## Tasks for this exercise
**A.** In the passage on discretionary clauses, transcribe everything from "The State Insurance" down to "required appeal rights.".
**B.** Name every government body, law, and legal code that the passage on discretionary clauses mentions by its proper name.

## Extract
## Begin

The State Insurance Department has posted a regulation concerning "discretionary clauses" in health insurance contracts:

Federal courts have interpreted discretionary clauses under the Employee Retirement Income Security Act (ERISA), codified as Chapter 18 of Title 29 of the United States Code, as limiting judicial review of the provisions of insurance policy forms. If a policy form contains a discretionary clause, a court cannot interpret the provisions of the policy de novo, and is limited in its review as to whether the decision or interpretation of the insurer or other administrator was arbitrary and capricious. This limited standard of review gives the insurer or administrator wide discretion, which can serve to negate essential provisions of policy forms, as well as statutorily required appeal rights.

. . .

## End

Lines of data
## Begin

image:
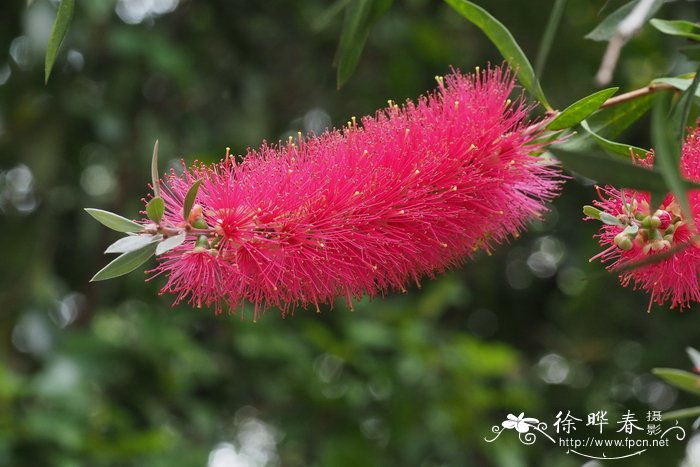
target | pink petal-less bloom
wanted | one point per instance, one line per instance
(666, 231)
(404, 194)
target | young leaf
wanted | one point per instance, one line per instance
(667, 152)
(580, 109)
(504, 42)
(610, 171)
(155, 175)
(677, 28)
(613, 148)
(592, 212)
(694, 357)
(125, 263)
(189, 199)
(170, 243)
(131, 243)
(609, 26)
(681, 379)
(155, 209)
(114, 221)
(360, 16)
(58, 32)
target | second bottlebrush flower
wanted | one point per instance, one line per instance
(364, 210)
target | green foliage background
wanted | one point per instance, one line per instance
(109, 374)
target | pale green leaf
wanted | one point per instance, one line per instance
(114, 221)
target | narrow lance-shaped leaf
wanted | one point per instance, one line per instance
(155, 174)
(681, 379)
(609, 26)
(611, 147)
(504, 42)
(694, 357)
(580, 109)
(189, 199)
(125, 263)
(616, 172)
(155, 209)
(667, 153)
(131, 243)
(677, 28)
(58, 32)
(114, 221)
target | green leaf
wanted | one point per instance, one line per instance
(605, 170)
(608, 27)
(155, 175)
(682, 413)
(114, 221)
(131, 243)
(677, 28)
(360, 16)
(125, 263)
(170, 243)
(692, 52)
(609, 219)
(694, 356)
(679, 83)
(155, 209)
(580, 109)
(189, 199)
(667, 154)
(58, 32)
(612, 121)
(592, 212)
(612, 147)
(681, 379)
(504, 42)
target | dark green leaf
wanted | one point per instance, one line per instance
(677, 28)
(114, 221)
(692, 52)
(681, 379)
(131, 243)
(592, 212)
(360, 16)
(504, 42)
(612, 121)
(155, 209)
(682, 413)
(667, 152)
(189, 199)
(603, 169)
(614, 148)
(170, 243)
(58, 32)
(125, 263)
(694, 356)
(155, 175)
(580, 109)
(608, 27)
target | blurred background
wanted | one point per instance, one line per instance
(108, 374)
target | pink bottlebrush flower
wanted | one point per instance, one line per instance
(366, 209)
(641, 234)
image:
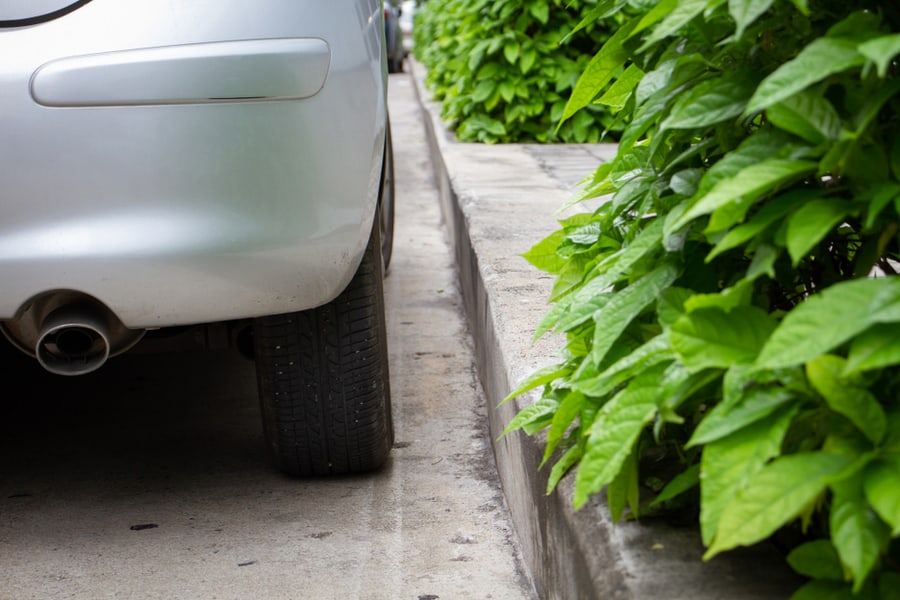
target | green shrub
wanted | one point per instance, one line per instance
(732, 308)
(499, 71)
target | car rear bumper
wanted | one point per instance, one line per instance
(194, 197)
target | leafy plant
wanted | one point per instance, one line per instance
(732, 307)
(499, 70)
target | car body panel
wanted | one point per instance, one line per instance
(251, 70)
(182, 204)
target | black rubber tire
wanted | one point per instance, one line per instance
(323, 379)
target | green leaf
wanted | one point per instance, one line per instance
(802, 6)
(540, 10)
(611, 320)
(773, 497)
(618, 93)
(613, 435)
(756, 404)
(728, 464)
(820, 59)
(624, 489)
(582, 311)
(609, 271)
(830, 318)
(538, 378)
(858, 536)
(543, 255)
(602, 68)
(824, 590)
(745, 188)
(771, 213)
(511, 51)
(845, 397)
(568, 460)
(881, 51)
(875, 348)
(684, 481)
(745, 12)
(711, 337)
(764, 144)
(880, 486)
(533, 413)
(806, 115)
(655, 15)
(650, 354)
(670, 305)
(817, 559)
(570, 407)
(711, 101)
(483, 90)
(684, 12)
(812, 222)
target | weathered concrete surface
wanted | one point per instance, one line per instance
(499, 201)
(174, 442)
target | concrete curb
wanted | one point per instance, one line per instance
(497, 202)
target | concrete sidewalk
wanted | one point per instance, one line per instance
(498, 201)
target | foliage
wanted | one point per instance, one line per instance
(732, 305)
(500, 71)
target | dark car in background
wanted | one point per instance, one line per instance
(393, 37)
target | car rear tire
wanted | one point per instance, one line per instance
(323, 379)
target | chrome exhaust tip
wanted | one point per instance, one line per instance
(73, 340)
(69, 333)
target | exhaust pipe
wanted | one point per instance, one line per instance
(69, 333)
(73, 340)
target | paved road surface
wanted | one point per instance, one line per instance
(149, 479)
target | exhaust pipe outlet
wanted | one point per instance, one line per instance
(73, 340)
(69, 333)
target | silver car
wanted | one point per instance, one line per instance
(220, 163)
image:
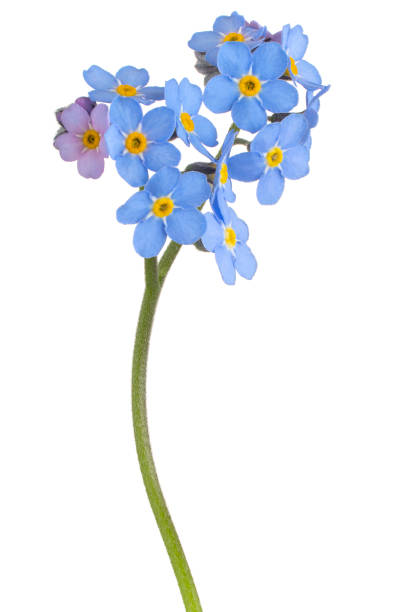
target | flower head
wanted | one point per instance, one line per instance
(185, 100)
(227, 238)
(294, 42)
(83, 141)
(129, 82)
(226, 29)
(139, 143)
(166, 207)
(249, 83)
(277, 152)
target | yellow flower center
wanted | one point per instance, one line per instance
(293, 68)
(234, 37)
(274, 157)
(126, 90)
(230, 237)
(163, 207)
(91, 139)
(136, 143)
(249, 85)
(223, 174)
(187, 122)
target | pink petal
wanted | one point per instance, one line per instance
(75, 119)
(91, 164)
(69, 146)
(99, 118)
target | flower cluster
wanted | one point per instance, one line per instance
(253, 75)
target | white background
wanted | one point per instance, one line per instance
(278, 407)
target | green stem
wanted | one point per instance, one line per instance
(155, 275)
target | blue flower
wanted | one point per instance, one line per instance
(277, 152)
(185, 100)
(249, 84)
(233, 28)
(222, 188)
(166, 207)
(294, 42)
(227, 239)
(139, 144)
(129, 82)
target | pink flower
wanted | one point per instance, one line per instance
(84, 140)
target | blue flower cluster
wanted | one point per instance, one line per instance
(253, 75)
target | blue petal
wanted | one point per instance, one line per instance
(279, 96)
(185, 226)
(308, 75)
(225, 262)
(214, 233)
(270, 186)
(102, 95)
(249, 114)
(245, 262)
(266, 138)
(202, 41)
(137, 77)
(98, 78)
(269, 61)
(192, 190)
(190, 96)
(158, 124)
(296, 43)
(149, 237)
(246, 166)
(135, 209)
(126, 113)
(225, 24)
(234, 59)
(205, 130)
(292, 131)
(163, 182)
(295, 163)
(114, 141)
(220, 94)
(161, 154)
(131, 168)
(172, 95)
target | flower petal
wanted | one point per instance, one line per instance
(225, 262)
(266, 138)
(132, 170)
(163, 182)
(149, 237)
(295, 163)
(269, 61)
(246, 167)
(205, 130)
(190, 96)
(245, 262)
(270, 187)
(279, 96)
(75, 119)
(69, 146)
(158, 124)
(135, 209)
(191, 190)
(126, 114)
(137, 77)
(214, 234)
(98, 78)
(234, 59)
(220, 94)
(91, 164)
(161, 154)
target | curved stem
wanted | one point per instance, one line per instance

## End

## Answer list
**A.**
The State Insurance Department has posted a regulation concerning "discretionary clauses" in health insurance contracts:

Federal courts have interpreted discretionary clauses under the Employee Retirement Income Security Act (ERISA), codified as Chapter 18 of Title 29 of the United States Code, as limiting judicial review of the provisions of insurance policy forms. If a policy form contains a discretionary clause, a court cannot interpret the provisions of the policy de novo, and is limited in its review as to whether the decision or interpretation of the insurer or other administrator was arbitrary and capricious. This limited standard of review gives the insurer or administrator wide discretion, which can serve to negate essential provisions of policy forms, as well as statutorily required appeal rights.

**B.**
State Insurance Department
Employee Retirement Income Security Act (ERISA)
United States Code